WRITTEN EXERCISE 1: List every line of the records that contains the string "each".

EXCERPT TO READ:
=-=-=

This style is in between the standard and American styles in that it generally includes fingernails, nostrils, blunter jaws, teeth, gums, etc. There are more variations in nose shapes and a tendency to have smaller, more proportionate eyes. These characteristics apply to the comic’s main cast and young characters. In the standard style, if the artist decides to include said details, it is often limited to the older characters.

Note that Annarasumanara is in this category instead of American because of its thin line weight and overall softness. It lacks enough of the intensity and texture of the American style.

American

(from left) The Strange Tales of Oscar Zahn, Cyko-KO, GOSU

This style gives its characters stronger jaws, strong shading, and intense black shadows. It doesn’t shy away from showing wrinkles, fingernails, and other details usually absent from standard styles. Many also use textured brushes, as in the first example, or a desaturated blue to highlight black hair, as in the second. Line weight can vary from thick, tapered lines to much thinner ones used to hatch and add realistic texture.

Overall, the clearest market of this style is heavy employment of black. The last example is not your classic Western superhero comic, but I’ve included it in this style because it employs its conventions regardless. Note that my use of ‘American’ does not indicate the country of origin.

=-=-=

WRITTEN EXERCISE 2: Continue the passage on comic art styles above from the point where it stops.

GIVEN INFORMATION:
=-=-=

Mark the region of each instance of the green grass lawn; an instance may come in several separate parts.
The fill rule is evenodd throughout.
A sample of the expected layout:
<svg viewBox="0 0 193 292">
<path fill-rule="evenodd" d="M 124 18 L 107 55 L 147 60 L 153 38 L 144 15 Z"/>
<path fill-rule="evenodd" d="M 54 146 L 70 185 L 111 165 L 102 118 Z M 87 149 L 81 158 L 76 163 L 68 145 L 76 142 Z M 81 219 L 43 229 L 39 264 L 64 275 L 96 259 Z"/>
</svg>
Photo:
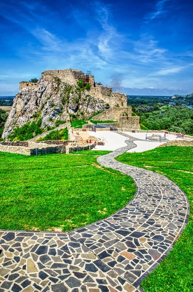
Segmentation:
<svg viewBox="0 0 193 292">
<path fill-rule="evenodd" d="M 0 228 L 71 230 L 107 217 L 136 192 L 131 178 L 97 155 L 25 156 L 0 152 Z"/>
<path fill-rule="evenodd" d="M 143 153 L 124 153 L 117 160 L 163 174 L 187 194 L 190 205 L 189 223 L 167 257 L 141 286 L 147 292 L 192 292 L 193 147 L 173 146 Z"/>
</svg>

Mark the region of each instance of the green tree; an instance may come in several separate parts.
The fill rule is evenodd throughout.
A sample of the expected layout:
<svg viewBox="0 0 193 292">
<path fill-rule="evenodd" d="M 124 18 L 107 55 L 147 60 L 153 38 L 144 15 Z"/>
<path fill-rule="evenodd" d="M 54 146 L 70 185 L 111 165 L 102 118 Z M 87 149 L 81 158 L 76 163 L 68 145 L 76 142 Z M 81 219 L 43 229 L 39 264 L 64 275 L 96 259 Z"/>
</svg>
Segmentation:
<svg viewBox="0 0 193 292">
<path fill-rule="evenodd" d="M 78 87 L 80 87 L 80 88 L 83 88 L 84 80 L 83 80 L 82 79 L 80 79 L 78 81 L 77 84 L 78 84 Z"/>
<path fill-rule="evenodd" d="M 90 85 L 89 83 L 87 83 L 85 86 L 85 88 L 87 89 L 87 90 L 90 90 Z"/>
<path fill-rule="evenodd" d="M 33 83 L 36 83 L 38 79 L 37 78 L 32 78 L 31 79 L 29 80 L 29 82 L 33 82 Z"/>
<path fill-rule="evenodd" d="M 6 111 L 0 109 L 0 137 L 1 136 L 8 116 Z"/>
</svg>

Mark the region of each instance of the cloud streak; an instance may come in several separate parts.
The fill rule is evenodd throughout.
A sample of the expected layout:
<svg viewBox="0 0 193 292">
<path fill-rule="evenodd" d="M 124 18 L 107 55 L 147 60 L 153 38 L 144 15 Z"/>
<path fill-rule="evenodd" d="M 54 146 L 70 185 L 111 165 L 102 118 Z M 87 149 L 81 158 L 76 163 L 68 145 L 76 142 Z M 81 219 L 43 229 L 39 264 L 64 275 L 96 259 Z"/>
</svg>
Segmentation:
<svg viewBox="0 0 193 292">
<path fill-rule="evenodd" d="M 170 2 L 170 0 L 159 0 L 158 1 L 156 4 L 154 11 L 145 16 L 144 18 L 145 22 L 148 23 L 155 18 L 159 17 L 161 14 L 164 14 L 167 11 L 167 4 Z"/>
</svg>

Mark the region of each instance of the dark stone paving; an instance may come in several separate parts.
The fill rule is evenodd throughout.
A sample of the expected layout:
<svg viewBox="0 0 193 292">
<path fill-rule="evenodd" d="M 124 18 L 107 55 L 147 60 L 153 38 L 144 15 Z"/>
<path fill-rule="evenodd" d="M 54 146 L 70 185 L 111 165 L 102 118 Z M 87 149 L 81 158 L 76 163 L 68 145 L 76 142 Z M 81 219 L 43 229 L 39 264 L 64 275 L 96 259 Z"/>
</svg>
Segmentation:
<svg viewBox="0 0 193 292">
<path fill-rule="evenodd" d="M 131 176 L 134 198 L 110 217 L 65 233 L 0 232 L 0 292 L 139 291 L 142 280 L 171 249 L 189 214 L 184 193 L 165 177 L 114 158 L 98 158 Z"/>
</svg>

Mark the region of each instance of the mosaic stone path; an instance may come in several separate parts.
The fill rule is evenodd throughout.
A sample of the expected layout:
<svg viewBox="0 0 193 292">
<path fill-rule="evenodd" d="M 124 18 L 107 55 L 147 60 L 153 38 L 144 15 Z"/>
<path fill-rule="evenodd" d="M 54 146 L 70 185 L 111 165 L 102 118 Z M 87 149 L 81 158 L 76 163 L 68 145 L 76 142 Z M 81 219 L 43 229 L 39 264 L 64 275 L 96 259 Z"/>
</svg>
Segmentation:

=-=-=

TASK RESULT 1:
Mark the region of each instance of the green grass lawn; an instance may come in several separate parts.
Mark the region of each instance of the green tree; an instance may come in several separate parts.
Mark the region of each instance of the cloud streak; an instance may come in several separate parts.
Mark the region of each instance of the dark stone paving; an instance may come in several separate parts.
Mark the region of each instance of the mosaic stone path; an instance may come in several separate parts.

TASK RESULT 2:
Korean Realism

(from left) Secret Playlist, True Beauty

This style differs from the realistic standard style in that its realism focus often comes from its volumetric skin shading (often done with an airbrush or multiple low opacity brush strokes). The skin shading usually highlights bone structure, lips (including the men!), and the body in a “fleshy” way that appeals to an East Asian audience. Like the standard style, you will often see a delicate face on a muscular body.

With Korean realism, if there is no volumetric skin shading, there will still be a clear emphasis on or intense effort put in illustrating everyone in an attractive way. For that reason, I nearly named this style “Korean idealism” (but did not because it brings a new set of connotations.) I have kept “Korean” in the style name because we are dealing with a medium that originated in Korea. As far as the other major East Asian countries go, in general, the “Japanese” and “Chinese” styles are more in line with the standard category. For the sake of this project I will not splinter the standard style any further.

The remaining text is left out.